[Stored items from a collection]
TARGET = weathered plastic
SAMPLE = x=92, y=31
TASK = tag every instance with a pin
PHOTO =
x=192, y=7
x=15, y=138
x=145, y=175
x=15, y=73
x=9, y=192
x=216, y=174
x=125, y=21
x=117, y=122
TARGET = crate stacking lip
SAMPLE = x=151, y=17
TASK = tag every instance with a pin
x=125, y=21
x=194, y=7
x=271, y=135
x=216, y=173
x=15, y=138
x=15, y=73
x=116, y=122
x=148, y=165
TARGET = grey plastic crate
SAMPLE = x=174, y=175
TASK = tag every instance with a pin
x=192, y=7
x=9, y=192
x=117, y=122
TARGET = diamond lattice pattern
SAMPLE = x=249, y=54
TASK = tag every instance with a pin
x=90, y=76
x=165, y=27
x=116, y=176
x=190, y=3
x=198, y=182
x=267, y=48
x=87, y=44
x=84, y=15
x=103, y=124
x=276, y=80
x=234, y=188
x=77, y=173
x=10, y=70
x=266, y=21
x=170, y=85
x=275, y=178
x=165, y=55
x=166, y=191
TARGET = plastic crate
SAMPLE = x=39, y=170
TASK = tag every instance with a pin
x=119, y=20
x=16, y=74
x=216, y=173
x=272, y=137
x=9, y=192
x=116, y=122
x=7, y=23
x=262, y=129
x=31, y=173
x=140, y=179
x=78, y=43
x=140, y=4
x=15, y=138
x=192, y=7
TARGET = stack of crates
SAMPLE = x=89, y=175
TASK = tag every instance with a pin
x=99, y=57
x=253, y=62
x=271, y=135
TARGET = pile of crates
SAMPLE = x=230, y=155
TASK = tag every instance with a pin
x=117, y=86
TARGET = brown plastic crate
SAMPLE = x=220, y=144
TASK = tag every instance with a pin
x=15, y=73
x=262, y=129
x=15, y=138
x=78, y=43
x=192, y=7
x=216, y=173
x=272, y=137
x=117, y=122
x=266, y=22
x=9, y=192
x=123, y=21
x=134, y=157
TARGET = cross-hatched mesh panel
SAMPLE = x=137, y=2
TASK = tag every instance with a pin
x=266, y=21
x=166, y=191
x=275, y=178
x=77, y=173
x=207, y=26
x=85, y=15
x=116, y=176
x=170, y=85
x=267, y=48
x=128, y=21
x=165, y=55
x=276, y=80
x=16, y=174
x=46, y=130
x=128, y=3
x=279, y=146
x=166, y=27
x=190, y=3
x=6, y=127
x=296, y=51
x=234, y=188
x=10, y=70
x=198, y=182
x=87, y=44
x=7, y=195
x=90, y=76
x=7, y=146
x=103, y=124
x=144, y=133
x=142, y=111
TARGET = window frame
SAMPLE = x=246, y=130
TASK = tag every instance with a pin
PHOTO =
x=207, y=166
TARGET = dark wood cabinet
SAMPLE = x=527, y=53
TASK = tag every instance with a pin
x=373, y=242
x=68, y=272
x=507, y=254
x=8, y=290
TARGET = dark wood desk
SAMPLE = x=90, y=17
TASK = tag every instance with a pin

> _Problem requirements_
Copy out all of the data above, line for line, keeping every character unchanged.

> _Task solution_
TARGET = weathered plastic
SAMPLE = x=92, y=31
TASK = tag every instance with a pin
PHOTO =
x=192, y=7
x=15, y=138
x=145, y=175
x=15, y=73
x=9, y=192
x=216, y=174
x=125, y=21
x=117, y=122
TARGET = crate stacking lip
SAMPLE = x=151, y=17
TASK = tag every instance with a pin
x=125, y=21
x=194, y=7
x=271, y=135
x=216, y=173
x=15, y=138
x=15, y=73
x=116, y=122
x=148, y=165
TARGET = grey plastic crate
SAMPLE = x=174, y=175
TASK = tag every instance with a pin
x=192, y=7
x=9, y=192
x=117, y=122
TARGET = diamond lattice pattern
SAMPLE = x=249, y=54
TASK = tag every instance with a pin
x=90, y=76
x=165, y=27
x=116, y=176
x=190, y=3
x=198, y=182
x=267, y=48
x=87, y=44
x=84, y=15
x=103, y=124
x=276, y=80
x=234, y=188
x=77, y=173
x=10, y=70
x=266, y=21
x=170, y=85
x=275, y=178
x=165, y=55
x=166, y=191
TARGET = plastic crate
SAMPLE = x=39, y=170
TASK = tag every instance with a pin
x=119, y=20
x=16, y=74
x=216, y=173
x=272, y=137
x=9, y=192
x=116, y=122
x=7, y=23
x=262, y=129
x=31, y=173
x=140, y=179
x=78, y=43
x=140, y=4
x=15, y=138
x=192, y=7
TARGET = stack of crates
SAMPLE = x=89, y=175
TASK = tag every instance with a pin
x=99, y=57
x=253, y=62
x=271, y=135
TARGET = pile of crates
SAMPLE = x=230, y=155
TASK = tag every instance with a pin
x=117, y=86
TARGET = brown plastic crate
SAMPLE = x=220, y=144
TASK = tag every instance with a pin
x=15, y=73
x=262, y=129
x=15, y=138
x=78, y=43
x=192, y=7
x=216, y=173
x=272, y=137
x=117, y=122
x=266, y=22
x=9, y=192
x=123, y=21
x=134, y=157
TARGET = cross-hatched mesh panel
SAMPLE = x=137, y=2
TASK = tag every instance with a pin
x=266, y=21
x=166, y=191
x=275, y=178
x=77, y=173
x=207, y=26
x=85, y=15
x=116, y=176
x=170, y=85
x=267, y=48
x=128, y=21
x=165, y=55
x=276, y=80
x=16, y=174
x=46, y=130
x=128, y=3
x=279, y=146
x=166, y=27
x=190, y=3
x=6, y=127
x=296, y=51
x=234, y=188
x=10, y=70
x=198, y=182
x=87, y=44
x=7, y=195
x=90, y=76
x=7, y=146
x=103, y=124
x=144, y=133
x=142, y=111
TARGET = window frame
SAMPLE = x=246, y=130
TASK = tag every instance with a pin
PHOTO =
x=207, y=166
TARGET = dark wood cabinet
SAMPLE = x=527, y=53
TASK = tag every instance with a pin
x=373, y=242
x=68, y=272
x=507, y=254
x=8, y=290
TARGET = dark wood desk
SAMPLE = x=90, y=17
TASK = tag every instance with a pin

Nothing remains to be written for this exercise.